— Work to complete —
1. According to the PAL Semantic Extraction API page, which method specifies the location of the training dataset files?
2. Decide whether each statement agrees with the PAL Semantic Extraction API page, and give the deciding words for each: (a) The training datasets can be found in the jar file. (b) Class IThing has several methods to train Semantic Extractor. (c) The semanticExtraction method returns an ExtractWrapper.
3. Please echo the PAL Semantic Extraction API page between "Several training datasets" and "information where appropriate.", inclusive.

PAL Semantic Extraction API

PAL Semantic Extraction API enables the user both to train and untrain through examples, to configure the extraction system, and to reset the learning to the original state.

Datasets

Several training datasets are provided with PAL Semantic Extractor. These can be found in the jar file and should be placed on the same disk. These data sets are used during initialization. The location of the files is specified using the method:

void setWorkDir(String dir);

Input Methods

Class IFindAndSummarize has several methods to train Semantic Extractor.

Methods:

Output Methods

The main container of information is "Thing," which contains the type of the item (for example, Date, Time or Person); its value/name (Nov 26, 16:00, Bob Smith); its sentence and word positions; and its sub-structures, containing hierarchical information where appropriate.

The wrapper IExtractWrapper returns a specific List of Things based on an input Thing Type or a Map of all Things.

Class IExtractWrapper

Methods:

Class IThing

Methods:

API

API for IFindAndSummarize


//-------------------------------------------------------------------------------	
 
    /**
     * Sets the working data directory for the data files
     *
     * @param dir working directory
     */
	
     void setWorkDir(String dir);
 
//-------------------------------------------------------------------------------	
    /**
     * Executes semantic extraction on a given string
     *
     * @param inStr the String that is to be analyzed
     * @return ExtractWrapper
     */
     public ExtractWrapper semanticExtraction(String inStr);
 
//-------------------------------------------------------------------------------
      
    /**
     * Executes signature extraction from a given string
     * such as name, address, telephone number etc.

[Rows from a box-labeling dataset]

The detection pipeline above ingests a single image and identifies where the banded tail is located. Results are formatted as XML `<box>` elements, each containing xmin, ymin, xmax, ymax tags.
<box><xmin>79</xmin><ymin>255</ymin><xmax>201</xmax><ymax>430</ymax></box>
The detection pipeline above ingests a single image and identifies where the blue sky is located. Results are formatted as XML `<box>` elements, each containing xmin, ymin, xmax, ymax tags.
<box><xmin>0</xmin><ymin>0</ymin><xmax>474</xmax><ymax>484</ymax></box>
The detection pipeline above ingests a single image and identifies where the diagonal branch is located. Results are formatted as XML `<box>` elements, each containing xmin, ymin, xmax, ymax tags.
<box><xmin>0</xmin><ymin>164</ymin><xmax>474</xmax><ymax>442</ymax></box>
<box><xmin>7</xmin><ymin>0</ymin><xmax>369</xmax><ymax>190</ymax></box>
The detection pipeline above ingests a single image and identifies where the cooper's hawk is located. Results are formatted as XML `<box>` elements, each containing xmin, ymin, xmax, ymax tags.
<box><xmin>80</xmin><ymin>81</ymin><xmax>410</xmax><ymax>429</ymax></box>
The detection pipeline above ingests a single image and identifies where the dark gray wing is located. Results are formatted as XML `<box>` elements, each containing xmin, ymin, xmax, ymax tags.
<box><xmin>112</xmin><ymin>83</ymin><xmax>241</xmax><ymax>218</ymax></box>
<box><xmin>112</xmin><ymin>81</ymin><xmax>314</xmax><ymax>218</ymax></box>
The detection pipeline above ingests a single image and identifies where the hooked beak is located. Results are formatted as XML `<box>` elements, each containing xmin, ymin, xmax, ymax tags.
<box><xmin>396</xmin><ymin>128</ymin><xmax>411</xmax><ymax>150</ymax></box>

— Written answers —
1. void setWorkDir(String dir);

2.
(a) Yes: "These can be found in the jar file"
(b) No: "Class IFindAndSummarize has several methods to train Semantic Extractor."
(c) Yes: "@return ExtractWrapper"

3.
Several training datasets are provided with PAL Semantic Extractor. These can be found in the jar file and should be placed on the same disk. These data sets are used during initialization. The location of the files is specified using the method:

void setWorkDir(String dir);

Input Methods

Class IFindAndSummarize has several methods to train Semantic Extractor.

Methods:

Output Methods

The main container of information is "Thing," which contains the type of the item (for example, Date, Time or Person); its value/name (Nov 26, 16:00, Bob Smith); its sentence and word positions; and its sub-structures, containing hierarchical information where appropriate.